_BRIEF 1_.
Answer these from the Peter Blake review:
(a) How old is Blake?
(b) With whom did Blake talk in London in 1958, helping to name Pop Art?
(c) On what date did the Paris show close?
_BRIEF 2_.
Write out word for word the stretch of the Peter Blake review from "Blake, now 84, filled" through "the Johns’ work.".

_TEXT_.
========
As the FIAC (Foire Internationale d’Art Contemporain) and a fistful of art fairs coursed through Paris in October like drunken sailors, some venues went full tilt on one-person exhibitions. Among them, Galerie Claude Bernard offered a sweet retrospective of the assemblage and painted works of British blue chipper Sir Peter Blake.
Blake, now 84, filled the Left Bank gallery with homages to some of his friends (and favorite artists) in beguiling pieces rife with erudition and humor. One of earliest practitioners of Pop, the artist began as a realist painter and moved sideways into emblematic, flatly rendered subjects like his “The First Real Target” (1961), a direct reference to Johns’ “Target” (1958). Blake, however, bought a real archery target and essentially collaged it onto canvas; it was not exactly a painting, but was suddenly in the context of one, and then viewed through filter of the Johns’ work.
Blake’s talent as assembler of ideas, draughtsman, painter, and maker of objects is formidable. He’ll screen print soft-porn French post cards, produce sensitive (and ironic) portraits of friends like David Hockney, erect large-scale cigar box soldiers. Blake became a global phenomenon with his design for The Beatles’ 1967 Sargent Pepper’s Lonely Hearts Club Band album cover. He was knighted by Queen Elizabeth, too, but Blake seemed always less interested in The Queen (or The King–Elvis) than their images.
The artist mined popular culture in a way few others have, and in fact, in a conversation with Lawrence Alloway helped name the movement–Pop Art–back in London in 1958. He’s persnickety about fonts, and from what I can only believe–his particular hoarding instincts. Which brings us back to the Claude Bernard exhibition: Blake is a serial multiplier. He makes not one or three images of a subject but dozens. He collects, organizes, labels. He’s fond of alphabets and artists–see his “Marcel Duchamp’s World Tour: Playing Chess with Tracey Emin” (2003-2005) or his “Butterfly” homage to Damien Hirst.
In the Paris show, with so many works on view, it was hard to choose one work that summed up Blake’s exhaustiveness, but perhaps his “Museum of Black & White 12” (in homage to Mark Dion), 2008-2010, offers a choice view of his oeuvre. The piece catalogs dozens of black and white objects–combs, spoons, numbers, letters, toy camels, horses, buddhas, and knick knacks affixed to a canvas and a shelf in typical Mark Dion fashion. Dion, an American conceptual artist, is known for his literal archeological digs and museum-like presentations of his finds. Blake reminds us of the artist’s métier with his wide-ranging endeavors–that the work is lifelong, the endeavor is serious and results are surprising reflections of what we’ve buried in our lives, our homes and our collective unconscious.
Peter Blake, 14 October – 26 November 2016, Galerie Claude Bernard, 5-7 Rue des Beaux Arts 75006 Paris, France.
========
_DATA FOR ANALYSIS_.
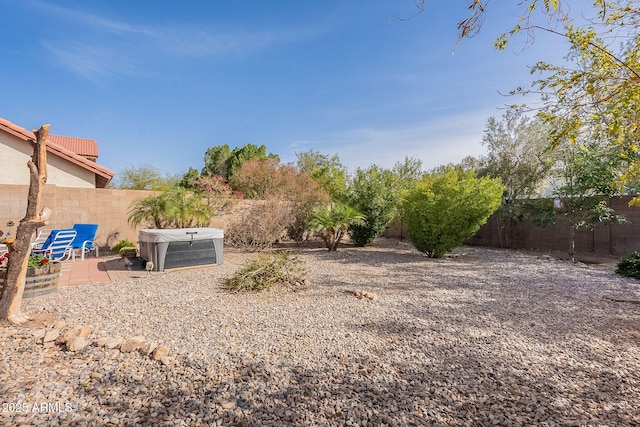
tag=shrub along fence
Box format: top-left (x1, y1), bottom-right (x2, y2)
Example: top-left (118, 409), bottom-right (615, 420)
top-left (385, 196), bottom-right (640, 256)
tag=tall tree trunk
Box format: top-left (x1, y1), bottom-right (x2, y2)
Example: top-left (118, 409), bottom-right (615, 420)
top-left (0, 125), bottom-right (50, 324)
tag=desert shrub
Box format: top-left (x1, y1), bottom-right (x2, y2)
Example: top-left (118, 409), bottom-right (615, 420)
top-left (309, 203), bottom-right (364, 252)
top-left (128, 187), bottom-right (216, 228)
top-left (616, 251), bottom-right (640, 279)
top-left (229, 159), bottom-right (329, 242)
top-left (111, 240), bottom-right (136, 254)
top-left (225, 199), bottom-right (292, 251)
top-left (222, 251), bottom-right (308, 292)
top-left (403, 167), bottom-right (503, 258)
top-left (347, 165), bottom-right (398, 246)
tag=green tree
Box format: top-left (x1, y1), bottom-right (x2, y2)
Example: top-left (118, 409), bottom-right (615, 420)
top-left (230, 159), bottom-right (330, 243)
top-left (391, 156), bottom-right (424, 240)
top-left (128, 196), bottom-right (167, 228)
top-left (480, 109), bottom-right (552, 247)
top-left (403, 167), bottom-right (503, 258)
top-left (113, 164), bottom-right (176, 191)
top-left (309, 203), bottom-right (364, 252)
top-left (202, 144), bottom-right (231, 179)
top-left (552, 141), bottom-right (626, 257)
top-left (226, 144), bottom-right (280, 179)
top-left (178, 168), bottom-right (200, 189)
top-left (347, 165), bottom-right (398, 246)
top-left (296, 150), bottom-right (348, 201)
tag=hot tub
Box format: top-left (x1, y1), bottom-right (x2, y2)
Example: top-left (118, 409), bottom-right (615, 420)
top-left (138, 228), bottom-right (224, 271)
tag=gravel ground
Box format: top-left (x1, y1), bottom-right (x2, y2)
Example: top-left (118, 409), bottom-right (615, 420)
top-left (0, 239), bottom-right (640, 426)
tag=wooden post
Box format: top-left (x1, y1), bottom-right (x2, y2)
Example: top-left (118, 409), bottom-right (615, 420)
top-left (0, 125), bottom-right (51, 324)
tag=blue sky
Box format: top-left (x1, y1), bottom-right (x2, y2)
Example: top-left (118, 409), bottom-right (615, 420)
top-left (0, 0), bottom-right (565, 174)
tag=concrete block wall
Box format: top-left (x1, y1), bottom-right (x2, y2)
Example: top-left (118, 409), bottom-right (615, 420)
top-left (385, 196), bottom-right (640, 257)
top-left (0, 185), bottom-right (155, 249)
top-left (469, 196), bottom-right (640, 257)
top-left (0, 184), bottom-right (252, 254)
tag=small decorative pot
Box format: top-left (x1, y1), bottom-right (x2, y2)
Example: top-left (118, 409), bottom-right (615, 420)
top-left (0, 262), bottom-right (62, 298)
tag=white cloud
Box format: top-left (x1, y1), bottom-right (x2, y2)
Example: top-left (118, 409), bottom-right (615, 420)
top-left (29, 1), bottom-right (320, 83)
top-left (285, 111), bottom-right (496, 171)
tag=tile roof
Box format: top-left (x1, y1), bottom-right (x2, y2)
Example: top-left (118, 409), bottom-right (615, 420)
top-left (47, 135), bottom-right (98, 159)
top-left (0, 117), bottom-right (115, 188)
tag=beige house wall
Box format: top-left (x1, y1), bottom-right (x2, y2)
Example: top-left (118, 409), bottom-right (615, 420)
top-left (0, 132), bottom-right (96, 188)
top-left (0, 184), bottom-right (241, 254)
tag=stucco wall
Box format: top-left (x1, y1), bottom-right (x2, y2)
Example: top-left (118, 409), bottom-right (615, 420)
top-left (0, 132), bottom-right (96, 188)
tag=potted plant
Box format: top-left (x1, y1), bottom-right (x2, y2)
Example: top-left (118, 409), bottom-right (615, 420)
top-left (0, 252), bottom-right (62, 298)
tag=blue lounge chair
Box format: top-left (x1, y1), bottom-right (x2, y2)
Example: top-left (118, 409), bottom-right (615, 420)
top-left (31, 230), bottom-right (77, 261)
top-left (71, 224), bottom-right (98, 261)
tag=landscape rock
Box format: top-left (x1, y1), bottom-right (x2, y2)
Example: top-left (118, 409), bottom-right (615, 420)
top-left (104, 337), bottom-right (123, 350)
top-left (120, 336), bottom-right (145, 353)
top-left (153, 345), bottom-right (169, 360)
top-left (42, 329), bottom-right (61, 343)
top-left (139, 341), bottom-right (158, 356)
top-left (66, 335), bottom-right (88, 351)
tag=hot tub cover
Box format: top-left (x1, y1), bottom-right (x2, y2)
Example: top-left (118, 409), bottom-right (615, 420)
top-left (138, 227), bottom-right (224, 243)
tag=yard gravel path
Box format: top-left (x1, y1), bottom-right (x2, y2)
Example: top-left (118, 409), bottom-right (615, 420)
top-left (0, 239), bottom-right (640, 426)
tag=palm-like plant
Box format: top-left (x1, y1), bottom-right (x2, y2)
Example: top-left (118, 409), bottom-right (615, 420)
top-left (128, 188), bottom-right (215, 228)
top-left (127, 195), bottom-right (166, 228)
top-left (309, 203), bottom-right (365, 251)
========
_WRITTEN REPLY 1_.
(a) 84
(b) Lawrence Alloway
(c) 26 November 2016

_WRITTEN REPLY 2_.
Blake, now 84, filled the Left Bank gallery with homages to some of his friends (and favorite artists) in beguiling pieces rife with erudition and humor. One of earliest practitioners of Pop, the artist began as a realist painter and moved sideways into emblematic, flatly rendered subjects like his “The First Real Target” (1961), a direct reference to Johns’ “Target” (1958). Blake, however, bought a real archery target and essentially collaged it onto canvas; it was not exactly a painting, but was suddenly in the context of one, and then viewed through filter of the Johns’ work.